| DOCUMENT PASSAGE |
There is much debate about the use of reverse Tarot cards in readings, whether it’s about what they mean, or even whether to acknowledge them at all. Many Tarot card readers choose not to read reversed cards any different to upright ones, and if any appear in a spread they will simply turn them around and then carry on the reading as normal. However, more experienced readers with a deeper understanding of the many layers and levels of the Tarot, will often choose to include the reversed cards in the reading, to add a deeper level of understanding and insight to their answers.

It is a sign of the complexity of Tarot reading and the skills involved that even those readers who do keep reversed cards in a reading interpret the meanings of them differently. Some people believe that reverse card meanings are the literal opposite of the upright meanings, whereas others understand them as a simple stronger or weaker versions of them.

Reverse cards as the opposite to upright cards

Many Tarot readers who use reverse cards take them to literally mean the opposite of the upright card. This applies for both positive and negative cards. For example, drawing The Lovers upright suggests a happy, harmonious romantic relationship. Therefore, when drawn in reverse and interpreted as the exact opposite, The Lovers indicates trouble in paradise, and even the possible ending of a relationship and emotional loss. On the other hand, a card that is usually negative would be considered positive in reverse. For example, The Devil is a card that represents obstacles and restriction. However, in reverse, it suggests freedom and overcoming great odds.

Reverse cards as stronger/weaker or delayed fulfilment

Another interpretation of reversed cards is that they do not mean the opposite of the upright ones, but instead they simply decrease or increase the energy of the card. For example, the Ten of Wands upright suggests burden and stress, and difficult tasks to complete. However, in reverse, it suggests that the stressful time may now be over and the weight of the burden has decreased. You should expect to be able to relax and take a break.

Similar to this is the idea that the meaning is the same as the upright card, but that the outcome of the card will be delayed. For example, the Six of Wands upright suggests victory and the fulfilment of an ambition. Drawing this card in reverse isn’t necessarily a bad thing; it doesn’t mean that you will not have your victory, it simply means that it won’t happen straight away, and that you will have to wait for it. This could be a valuable lesson in two ways; it could teach you to be patient, or it could be an indicator that there is something you need to do to achieve your goal.

Another example of this would be drawing a usually negative card in reverse. For example, the Three of Swords usually represents heartache and loss. Drawn in reverse however, it suggests that things may not be as bad as they seem; not all is lost, and you will recover from it.

The key to interpreting reversed cards lies in also taking into account their position in the spread, as well as the other cards that surround it, and every reader will consider these things when interpreting cards and their meanings. The important thing to remember if you’re having a Tarot card reading and a reversed card appears is that the stigma of the inverted card is unfounded, and that you should not automatically expect the worst; there are several different things the reversed card could mean, and the Tarot reader will read the cards carefully to find out what exactly it implies.

| QUESTIONS |
**A)** Name every individual Tarot card that the passage on reversed Tarot cards uses as an example.
**B)** Quote the passage on reversed Tarot cards between "Similar to this" and "achieve your goal.", inclusive.
**C)** In the passage on reversed Tarot cards, what does The Devil represent when drawn upright?

| PROVIDED RECORDS |

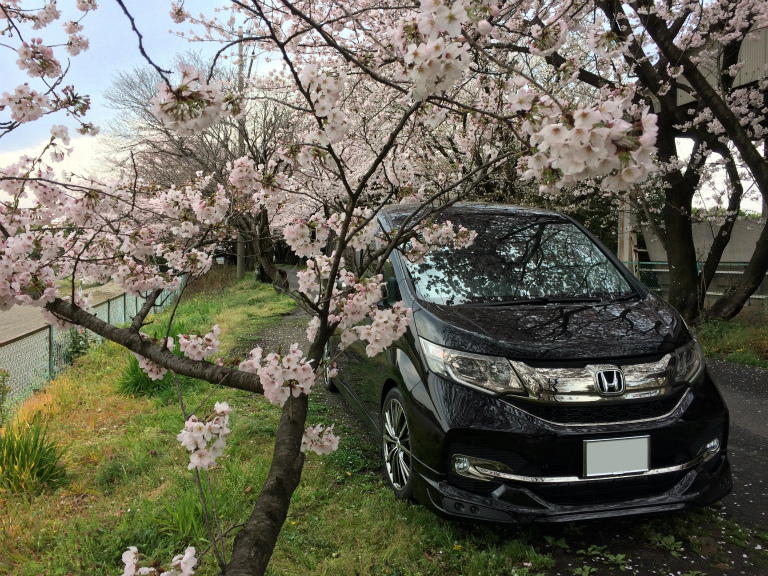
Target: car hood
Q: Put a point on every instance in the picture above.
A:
(555, 332)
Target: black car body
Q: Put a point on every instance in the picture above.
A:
(593, 400)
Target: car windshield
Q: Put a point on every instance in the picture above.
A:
(517, 258)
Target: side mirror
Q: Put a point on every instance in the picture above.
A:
(392, 291)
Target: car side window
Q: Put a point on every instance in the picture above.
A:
(388, 270)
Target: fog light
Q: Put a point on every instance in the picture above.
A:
(461, 464)
(711, 449)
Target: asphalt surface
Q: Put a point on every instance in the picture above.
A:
(745, 390)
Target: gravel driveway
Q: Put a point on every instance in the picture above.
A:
(745, 389)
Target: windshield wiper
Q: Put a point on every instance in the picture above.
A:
(622, 298)
(535, 301)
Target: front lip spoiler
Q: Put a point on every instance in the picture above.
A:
(458, 504)
(477, 472)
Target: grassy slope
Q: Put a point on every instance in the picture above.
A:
(736, 341)
(128, 485)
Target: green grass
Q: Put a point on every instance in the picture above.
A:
(128, 485)
(30, 459)
(736, 341)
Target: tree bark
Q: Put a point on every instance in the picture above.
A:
(734, 298)
(265, 250)
(724, 234)
(255, 543)
(681, 252)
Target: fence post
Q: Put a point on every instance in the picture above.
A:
(50, 353)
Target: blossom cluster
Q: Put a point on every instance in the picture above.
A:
(597, 143)
(281, 375)
(38, 60)
(200, 347)
(361, 224)
(181, 565)
(432, 61)
(206, 439)
(319, 440)
(324, 88)
(194, 105)
(26, 104)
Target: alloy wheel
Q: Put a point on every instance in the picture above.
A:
(397, 446)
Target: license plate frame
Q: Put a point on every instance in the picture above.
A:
(608, 457)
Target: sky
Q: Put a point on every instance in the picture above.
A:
(113, 48)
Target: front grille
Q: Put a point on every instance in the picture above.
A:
(600, 412)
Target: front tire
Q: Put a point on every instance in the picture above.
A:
(396, 445)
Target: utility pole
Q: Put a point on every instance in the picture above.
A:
(627, 241)
(240, 153)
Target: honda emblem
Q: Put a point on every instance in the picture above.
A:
(610, 382)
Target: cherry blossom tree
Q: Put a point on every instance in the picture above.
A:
(369, 82)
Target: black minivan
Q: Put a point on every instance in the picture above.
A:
(538, 381)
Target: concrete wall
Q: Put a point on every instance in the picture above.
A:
(739, 249)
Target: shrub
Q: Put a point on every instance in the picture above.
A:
(5, 391)
(29, 459)
(134, 382)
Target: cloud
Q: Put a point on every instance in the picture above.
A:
(84, 159)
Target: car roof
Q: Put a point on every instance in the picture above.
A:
(397, 212)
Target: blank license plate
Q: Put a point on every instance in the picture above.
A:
(616, 456)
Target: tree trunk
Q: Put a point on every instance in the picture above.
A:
(734, 298)
(255, 543)
(265, 250)
(681, 252)
(724, 234)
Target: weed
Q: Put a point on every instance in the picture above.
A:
(5, 391)
(29, 459)
(736, 341)
(561, 543)
(667, 543)
(134, 382)
(619, 560)
(116, 470)
(593, 550)
(182, 519)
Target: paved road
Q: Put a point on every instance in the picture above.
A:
(745, 390)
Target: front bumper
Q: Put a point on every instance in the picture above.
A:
(519, 504)
(544, 460)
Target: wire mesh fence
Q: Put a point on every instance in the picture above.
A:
(655, 275)
(33, 359)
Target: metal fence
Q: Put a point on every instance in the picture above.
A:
(34, 358)
(655, 275)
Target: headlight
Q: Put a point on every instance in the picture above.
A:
(689, 362)
(487, 373)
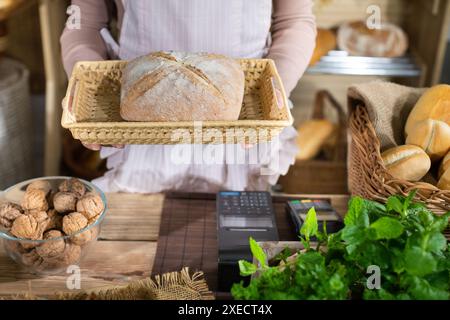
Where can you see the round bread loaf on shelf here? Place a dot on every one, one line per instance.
(177, 86)
(325, 42)
(433, 104)
(432, 136)
(406, 162)
(358, 40)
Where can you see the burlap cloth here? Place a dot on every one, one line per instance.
(388, 105)
(169, 286)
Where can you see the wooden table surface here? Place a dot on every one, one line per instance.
(125, 250)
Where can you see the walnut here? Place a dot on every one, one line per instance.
(32, 259)
(65, 202)
(73, 185)
(55, 220)
(35, 200)
(15, 247)
(27, 227)
(40, 185)
(8, 213)
(52, 248)
(74, 222)
(90, 205)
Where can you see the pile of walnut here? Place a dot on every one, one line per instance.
(45, 214)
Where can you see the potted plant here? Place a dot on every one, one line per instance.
(392, 251)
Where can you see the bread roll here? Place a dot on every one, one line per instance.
(444, 181)
(406, 162)
(312, 135)
(445, 164)
(432, 136)
(325, 42)
(177, 86)
(358, 40)
(433, 104)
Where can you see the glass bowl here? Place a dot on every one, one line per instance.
(55, 255)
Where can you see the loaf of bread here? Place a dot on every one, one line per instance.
(325, 42)
(445, 164)
(444, 181)
(433, 104)
(358, 40)
(178, 86)
(432, 136)
(406, 162)
(312, 136)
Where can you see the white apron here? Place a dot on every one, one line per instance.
(238, 28)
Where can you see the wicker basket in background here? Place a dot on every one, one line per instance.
(328, 173)
(368, 176)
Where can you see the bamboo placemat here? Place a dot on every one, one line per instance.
(188, 234)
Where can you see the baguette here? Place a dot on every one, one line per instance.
(433, 104)
(432, 136)
(406, 162)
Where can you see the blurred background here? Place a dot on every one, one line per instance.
(32, 82)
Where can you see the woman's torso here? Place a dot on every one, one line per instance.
(238, 28)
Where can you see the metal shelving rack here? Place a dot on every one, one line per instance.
(341, 63)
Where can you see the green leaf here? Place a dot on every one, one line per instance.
(246, 268)
(419, 262)
(355, 206)
(258, 253)
(387, 228)
(440, 223)
(310, 226)
(394, 204)
(422, 290)
(436, 243)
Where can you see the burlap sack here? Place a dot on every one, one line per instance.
(170, 286)
(388, 105)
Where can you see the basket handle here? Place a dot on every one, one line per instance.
(322, 97)
(67, 103)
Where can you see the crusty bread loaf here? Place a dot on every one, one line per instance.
(432, 136)
(444, 181)
(312, 135)
(445, 164)
(177, 86)
(406, 162)
(433, 104)
(325, 42)
(358, 40)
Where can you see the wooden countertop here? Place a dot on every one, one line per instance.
(124, 252)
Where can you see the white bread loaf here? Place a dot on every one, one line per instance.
(445, 164)
(177, 86)
(358, 40)
(406, 162)
(432, 136)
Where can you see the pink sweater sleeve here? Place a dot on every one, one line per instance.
(85, 43)
(293, 39)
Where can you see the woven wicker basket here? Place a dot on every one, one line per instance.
(91, 110)
(369, 178)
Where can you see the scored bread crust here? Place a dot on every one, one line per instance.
(177, 86)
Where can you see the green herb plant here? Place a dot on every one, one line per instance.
(402, 238)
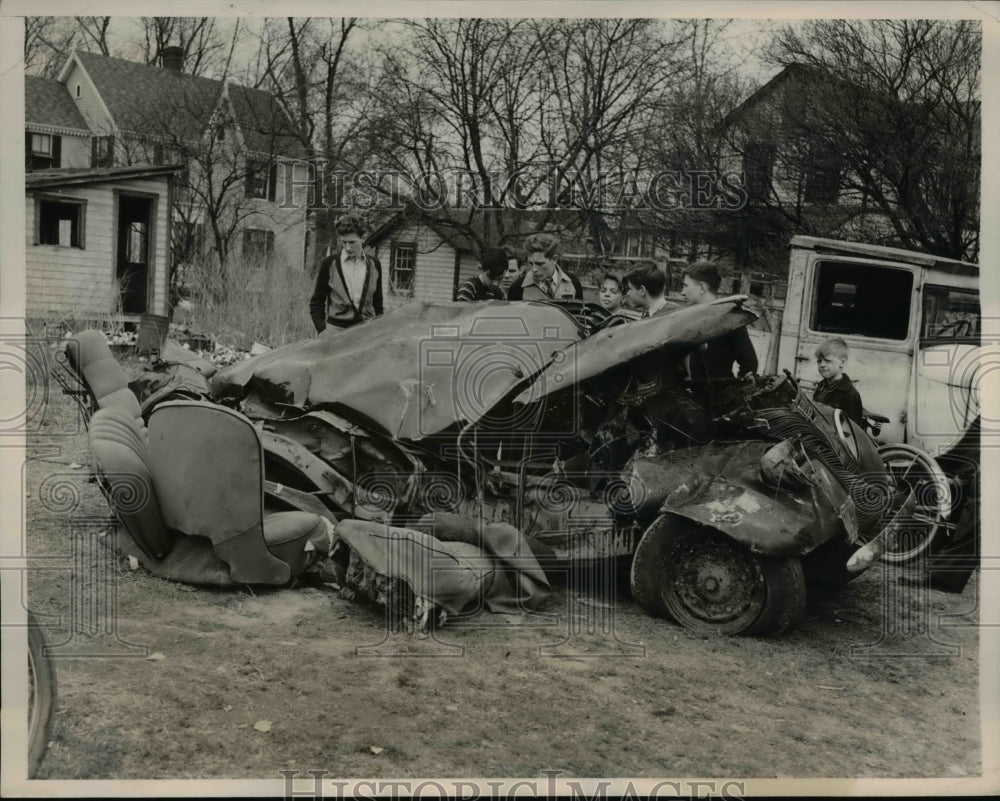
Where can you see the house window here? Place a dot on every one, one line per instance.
(822, 177)
(258, 244)
(862, 300)
(758, 169)
(402, 264)
(43, 151)
(262, 179)
(102, 151)
(60, 222)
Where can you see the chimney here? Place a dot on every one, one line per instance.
(172, 58)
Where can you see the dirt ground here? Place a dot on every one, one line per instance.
(166, 681)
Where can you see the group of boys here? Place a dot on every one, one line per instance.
(349, 291)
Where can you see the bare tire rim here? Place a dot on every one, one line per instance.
(710, 584)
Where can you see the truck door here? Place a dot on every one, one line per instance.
(871, 306)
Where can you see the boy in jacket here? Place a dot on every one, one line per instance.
(349, 283)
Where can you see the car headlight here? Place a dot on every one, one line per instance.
(782, 463)
(846, 433)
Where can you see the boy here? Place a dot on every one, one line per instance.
(348, 284)
(715, 359)
(485, 285)
(836, 389)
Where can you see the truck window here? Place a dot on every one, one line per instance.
(950, 313)
(862, 300)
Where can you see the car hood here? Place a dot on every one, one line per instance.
(426, 367)
(680, 330)
(414, 371)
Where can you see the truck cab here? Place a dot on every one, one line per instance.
(911, 322)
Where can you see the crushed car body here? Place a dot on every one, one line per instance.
(523, 415)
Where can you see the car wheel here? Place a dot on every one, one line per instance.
(708, 582)
(912, 469)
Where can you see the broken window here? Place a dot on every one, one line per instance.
(402, 264)
(862, 300)
(43, 151)
(262, 179)
(102, 153)
(60, 222)
(258, 244)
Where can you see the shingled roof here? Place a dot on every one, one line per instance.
(48, 102)
(153, 100)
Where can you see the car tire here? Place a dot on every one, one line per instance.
(708, 582)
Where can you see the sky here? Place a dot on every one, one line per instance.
(742, 41)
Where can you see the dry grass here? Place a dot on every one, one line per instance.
(248, 302)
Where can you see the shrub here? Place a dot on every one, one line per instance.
(252, 300)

| ACTIVITY ANSWERS |
**A)** The Lovers, The Devil, the Ten of Wands, the Six of Wands, the Three of Swords

**B)**
Similar to this is the idea that the meaning is the same as the upright card, but that the outcome of the card will be delayed. For example, the Six of Wands upright suggests victory and the fulfilment of an ambition. Drawing this card in reverse isn’t necessarily a bad thing; it doesn’t mean that you will not have your victory, it simply means that it won’t happen straight away, and that you will have to wait for it. This could be a valuable lesson in two ways; it could teach you to be patient, or it could be an indicator that there is something you need to do to achieve your goal.

**C)** Obstacles and restriction.